Brief 1: According to the letter below, in what year did the writer have cable TV?

Dear Friend,
I’m reading Bessel Van Der Kolk ‘The Body Keeps the Score’. I’m also reading ‘Demon Copperhead’ by Barbara Kingsolver, ‘A Course in Miracles’, ‘The Self Realization Fellowship Lessons’ by Paramahansa Yogananda, ‘Pattie Smith’s Collected Lyrics’, and ‘How to Make it in the New Music Business’ by Ari Herstand.
Those are my main reads at the moment. I’m surrounded with books and bookmarks.
We don’t own a television set. Not anymore.
I had cable tv back in 2004. I’m not anti television. I just don’t know where the time would come from to watch it. We’re looking after our neighbours kittens, and they have cable, our neighbours, not the kittens. But maybe it’s not called cable anymore. Digital? Lots of channels and I did skim through them while the kittens settled on my lap yesterday afternoon, curling and stretching and falling asleep purring.
Heavenly. Truly.
Time spent in the present moment with animals, are peak experiences. They draw you in. I thought why not have a look at the television, how bad can it be?
There were people rummaging through flea markets and searching for a place in the sun. Someone was cooking for someone and going on a date. Reruns of programmes from the nineties with Felicity Kendal as a detective. The American version of Roald Dahl’s Matilda and Roman Holiday with Audrey Hepburn and Gregory Peck.
I watched a bit of Roman Holiday, the tearful part when she leaves him and goes back to her life in the palace.
Being out of the habit of channel surfing, it felt disorientating and unsettling. Reminded me of being home visiting my mam and dad. Something I can’t do anymore. If I could sit in the stifling heat of their front room, watching day time tv with them now, I’d jump at the chance. Perspectives change.

Supplied material:
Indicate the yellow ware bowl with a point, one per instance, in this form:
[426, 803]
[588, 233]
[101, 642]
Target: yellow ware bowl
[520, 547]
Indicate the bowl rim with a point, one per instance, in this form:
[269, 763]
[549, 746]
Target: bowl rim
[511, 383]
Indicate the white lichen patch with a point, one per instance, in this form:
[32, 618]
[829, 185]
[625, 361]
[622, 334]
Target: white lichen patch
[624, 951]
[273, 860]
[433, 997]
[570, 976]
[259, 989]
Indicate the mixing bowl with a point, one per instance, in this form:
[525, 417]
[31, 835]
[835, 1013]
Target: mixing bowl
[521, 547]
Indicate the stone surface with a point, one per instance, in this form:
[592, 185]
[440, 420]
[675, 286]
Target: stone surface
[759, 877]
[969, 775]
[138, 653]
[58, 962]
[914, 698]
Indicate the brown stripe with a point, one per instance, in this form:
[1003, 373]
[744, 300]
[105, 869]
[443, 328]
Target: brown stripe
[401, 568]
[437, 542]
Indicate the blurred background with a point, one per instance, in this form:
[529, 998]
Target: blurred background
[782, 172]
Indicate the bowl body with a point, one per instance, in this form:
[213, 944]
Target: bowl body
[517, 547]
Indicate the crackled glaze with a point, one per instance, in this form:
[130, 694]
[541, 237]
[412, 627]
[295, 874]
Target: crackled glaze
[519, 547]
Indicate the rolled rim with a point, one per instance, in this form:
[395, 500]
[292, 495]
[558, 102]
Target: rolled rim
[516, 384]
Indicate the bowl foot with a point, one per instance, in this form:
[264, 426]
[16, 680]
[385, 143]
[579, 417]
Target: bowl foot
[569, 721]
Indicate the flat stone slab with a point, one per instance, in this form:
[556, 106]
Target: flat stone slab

Brief 2: Please copy out the stretch of the records from the line containing "Indicate the brown" through the end of the records, keeping each line unchanged.

Answer 1: 2004

Answer 2:
Indicate the brown stripe with a point, one per instance, in this form:
[1003, 373]
[744, 300]
[105, 869]
[443, 328]
Target: brown stripe
[401, 568]
[437, 542]
Indicate the blurred background with a point, one per instance, in this form:
[529, 998]
Target: blurred background
[782, 172]
Indicate the bowl body with a point, one per instance, in this form:
[213, 944]
Target: bowl body
[517, 547]
Indicate the crackled glaze with a point, one per instance, in this form:
[130, 694]
[541, 237]
[412, 627]
[295, 874]
Target: crackled glaze
[519, 547]
Indicate the rolled rim with a point, one per instance, in this form:
[395, 500]
[292, 495]
[558, 102]
Target: rolled rim
[516, 384]
Indicate the bowl foot with a point, one per instance, in this form:
[264, 426]
[16, 680]
[385, 143]
[579, 417]
Target: bowl foot
[569, 721]
Indicate the flat stone slab with a point, one per instance, in this form:
[556, 106]
Target: flat stone slab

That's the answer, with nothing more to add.